### Document passage
%%

Tuesday, April 8, 2008

OPAC Must Change

I think it’s high-time we discuss the role libraries and librarians play in disseminating information. Libraries have served as a point of information dissemination for at least 1400 years, long before Information Science came into being. One of the earliest classification schemes on record was created in China around 600 B.C. (Jiang, 2007).

It is not possible to really separate information organization, storage, and retrieval from dissemination. In order to make information available for dissemination, librarians must first organize it and store it in a way that makes retrieval possible. Information retrieval has undergone tremendous change in the last half-century. Once the province of the classification scheme and a card catalog, retrieval now is largely electronic. The card catalog morphed into the OPAC, but librarians and patrons have never been fully satisfied with the traditional OPAC’s functionality. It cannot easily be used for subject browsing, and is more difficult for patrons to use, who have become used to the ease of Internet searches with Google. To better fulfill their dissemination role, I think librarians must educate patrons and administrators on the value of classification systems, and OPACs must be improved to compete with Google.

One way to improve subject browsing would be to integrate an online classification system into the OPAC. In 1984 OCLC undertook an ambitious research project called the The DDC Online Project (Markey, 2006). Their team built an experimental online catalog that integrated the DDC schedules and relative index into its search capability. Evaluation during and after the experiment confirmed the success of the venture – subject browsing was enhanced, and participants gave rave reviews to its performance. In spite of these positive results, online classification as an end-user’s tool was not embraced by the nationwide library community. As Karen Markey, one of the primary researchers in online classification states, “Despite thirty-five years of research, the way in which today’s end users search classification online in OPACs is through simple shelflist browsing…..which has not changed since its initial implementation in the first OPACs in 1979” (Markey, 2006).

There have been other suggestions for improving the library online catalog, thereby improving dissemination. One involves using web-based technology by Endeca. In 2006, North Carolina State University deployed the first “next generation” online catalog in a library. The new software, Endeca’s Information Access Platform, replaced the old keyword search engine based on Boolean searches with state of the art retrieval technologies (Antelman, Lynema, and Pace, 2006). Up to this point, faceted navigation and browsing search software had only been used in commercial websites like Barnes and Noble. This development, along with a proposed partnership between Google and the Library of Congress for a “World Digital Library”, has stimulated discussion on the necessity for new OPACs using Endeca-style technology.

%%

### Exercise a
Can you turn the records, from their first line through the line containing "[[[420,294],[409,294],[402,304],[404,335],[420,337]]]", into a Markdown table with the columns Row and Record line, leaving out blank lines?

### Records provided
%%

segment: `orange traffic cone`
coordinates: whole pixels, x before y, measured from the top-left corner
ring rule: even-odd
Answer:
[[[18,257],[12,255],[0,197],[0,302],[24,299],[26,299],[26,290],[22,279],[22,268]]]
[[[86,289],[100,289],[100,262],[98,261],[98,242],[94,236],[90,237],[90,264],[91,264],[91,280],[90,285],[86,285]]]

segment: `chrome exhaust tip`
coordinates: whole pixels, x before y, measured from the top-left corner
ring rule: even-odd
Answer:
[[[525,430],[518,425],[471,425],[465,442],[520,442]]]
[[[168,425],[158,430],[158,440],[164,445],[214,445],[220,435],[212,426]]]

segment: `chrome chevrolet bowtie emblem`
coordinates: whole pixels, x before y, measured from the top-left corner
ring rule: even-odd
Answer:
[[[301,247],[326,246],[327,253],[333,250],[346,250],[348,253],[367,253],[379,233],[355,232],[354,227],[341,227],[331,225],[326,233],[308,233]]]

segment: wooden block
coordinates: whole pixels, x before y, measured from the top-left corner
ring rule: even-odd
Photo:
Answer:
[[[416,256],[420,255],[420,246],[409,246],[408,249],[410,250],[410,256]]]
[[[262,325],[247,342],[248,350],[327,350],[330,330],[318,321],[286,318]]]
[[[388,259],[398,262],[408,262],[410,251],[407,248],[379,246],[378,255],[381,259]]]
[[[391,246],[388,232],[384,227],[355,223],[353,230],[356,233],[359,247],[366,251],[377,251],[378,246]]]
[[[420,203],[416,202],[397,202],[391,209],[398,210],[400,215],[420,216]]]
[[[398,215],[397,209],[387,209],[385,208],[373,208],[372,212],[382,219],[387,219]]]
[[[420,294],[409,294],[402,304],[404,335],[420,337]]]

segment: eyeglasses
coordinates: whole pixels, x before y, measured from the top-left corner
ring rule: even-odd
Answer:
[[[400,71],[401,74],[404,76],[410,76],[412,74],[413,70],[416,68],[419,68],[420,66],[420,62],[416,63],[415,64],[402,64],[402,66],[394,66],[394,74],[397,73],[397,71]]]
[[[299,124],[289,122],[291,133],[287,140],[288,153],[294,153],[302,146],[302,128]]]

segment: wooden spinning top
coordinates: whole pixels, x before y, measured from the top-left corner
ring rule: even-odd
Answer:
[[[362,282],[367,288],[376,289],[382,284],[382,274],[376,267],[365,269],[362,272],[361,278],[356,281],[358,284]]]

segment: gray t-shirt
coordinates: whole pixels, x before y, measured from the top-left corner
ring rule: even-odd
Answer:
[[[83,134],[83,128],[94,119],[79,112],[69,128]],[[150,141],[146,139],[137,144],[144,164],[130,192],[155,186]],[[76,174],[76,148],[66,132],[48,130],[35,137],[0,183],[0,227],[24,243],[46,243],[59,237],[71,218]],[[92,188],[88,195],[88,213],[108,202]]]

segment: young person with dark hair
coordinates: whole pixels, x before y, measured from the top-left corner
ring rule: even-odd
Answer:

%%

### Exercise b
Answer these questions about the post on OPACs:
(i) Around when was one of the earliest classification schemes on record created in China?
(ii) In what year did OCLC undertake the DDC Online Project?
(iii) Which university deployed the first "next generation" online catalog in a library?

### Result a
| Row | Record line |
|---|---|
| 1 | segment: `orange traffic cone` |
| 2 | coordinates: whole pixels, x before y, measured from the top-left corner |
| 3 | ring rule: even-odd |
| 4 | Answer: |
| 5 | [[[18,257],[12,255],[0,197],[0,302],[24,299],[26,299],[26,290],[22,279],[22,268]]] |
| 6 | [[[86,289],[100,289],[100,262],[98,261],[98,242],[94,236],[90,237],[90,264],[91,264],[91,280],[90,285],[86,285]]] |
| 7 | segment: `chrome exhaust tip` |
| 8 | coordinates: whole pixels, x before y, measured from the top-left corner |
| 9 | ring rule: even-odd |
| 10 | Answer: |
| 11 | [[[525,430],[518,425],[471,425],[465,442],[520,442]]] |
| 12 | [[[168,425],[158,430],[158,440],[164,445],[214,445],[220,435],[212,426]]] |
| 13 | segment: `chrome chevrolet bowtie emblem` |
| 14 | coordinates: whole pixels, x before y, measured from the top-left corner |
| 15 | ring rule: even-odd |
| 16 | Answer: |
| 17 | [[[301,247],[326,246],[327,253],[333,250],[346,250],[348,253],[367,253],[379,233],[355,232],[354,227],[341,227],[331,225],[326,233],[308,233]]] |
| 18 | segment: wooden block |
| 19 | coordinates: whole pixels, x before y, measured from the top-left corner |
| 20 | ring rule: even-odd |
| 21 | Photo: |
| 22 | Answer: |
| 23 | [[[416,256],[420,255],[420,246],[409,246],[408,249],[410,250],[410,256]]] |
| 24 | [[[262,325],[247,342],[248,350],[327,350],[330,330],[318,321],[286,318]]] |
| 25 | [[[388,259],[398,262],[408,262],[410,251],[407,248],[379,246],[378,255],[381,259]]] |
| 26 | [[[391,246],[388,232],[384,227],[355,223],[353,230],[356,233],[359,247],[366,251],[377,251],[378,246]]] |
| 27 | [[[420,203],[416,202],[397,202],[391,209],[398,210],[400,215],[420,216]]] |
| 28 | [[[398,215],[397,209],[387,209],[385,208],[373,208],[372,212],[382,219],[387,219]]] |
| 29 | [[[420,294],[409,294],[402,304],[404,335],[420,337]]] |

### Result b
(i) Around 600 B.C.
(ii) 1984
(iii) North Carolina State University